Replace every "Query" in the entries below with "Target", and keep all other text unchanged.
### Material provided ###
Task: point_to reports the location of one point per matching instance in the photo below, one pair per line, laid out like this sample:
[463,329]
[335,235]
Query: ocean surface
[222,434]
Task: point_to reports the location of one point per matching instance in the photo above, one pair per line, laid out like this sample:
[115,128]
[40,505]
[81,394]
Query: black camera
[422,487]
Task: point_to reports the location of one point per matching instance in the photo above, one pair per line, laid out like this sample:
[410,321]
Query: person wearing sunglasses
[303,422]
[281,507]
###
-- Answer to the exercise --
Task: point_to reports the location of one point per matching instance in the photo below, one pair per line, laid out like this sample:
[463,329]
[335,235]
Target: ocean surface
[222,434]
Task: point_to reports the location of one point per matching instance in the photo above, one pair per line, laid out like this sample:
[115,128]
[40,505]
[81,394]
Target: black camera
[422,487]
Task: point_to reports the location of one point per matching instance in the photo above, one pair per line, laid out like this sample:
[410,321]
Target: person wearing sunglasses
[303,422]
[281,507]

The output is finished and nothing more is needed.